§ What you are asked to do: Each record, exactly as written, should be printed again.

(Referring expression data)
..............................
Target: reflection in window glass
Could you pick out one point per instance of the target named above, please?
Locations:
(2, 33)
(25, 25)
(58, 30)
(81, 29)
..............................
§ Reply to the exercise:
Target: reflection in window glass
Could you pick out one point per instance of the target named above, please?
Locations:
(2, 33)
(25, 25)
(58, 30)
(81, 29)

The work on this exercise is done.